Take the entries that follow and write them out again, word for word.
--- MATERIAL FOR THIS EXERCISE Enclosed Below ---
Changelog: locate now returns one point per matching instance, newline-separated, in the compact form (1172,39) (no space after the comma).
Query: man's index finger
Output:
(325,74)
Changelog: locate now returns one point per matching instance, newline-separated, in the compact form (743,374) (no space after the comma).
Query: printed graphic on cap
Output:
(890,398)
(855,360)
--- End of Enclosed MATERIAL FOR THIS EXERCISE ---
**FINISHED TASK**.
Changelog: locate now returns one point per matching instance, newline-separated, in the compact form (1172,39) (no space after the comma).
Query: man's index finger
Output:
(325,74)
Changelog: locate now returns one point per matching instance, newline-separated, in the compact form (743,374) (no space after the comma).
Query: printed graphic on cap
Output:
(890,398)
(855,360)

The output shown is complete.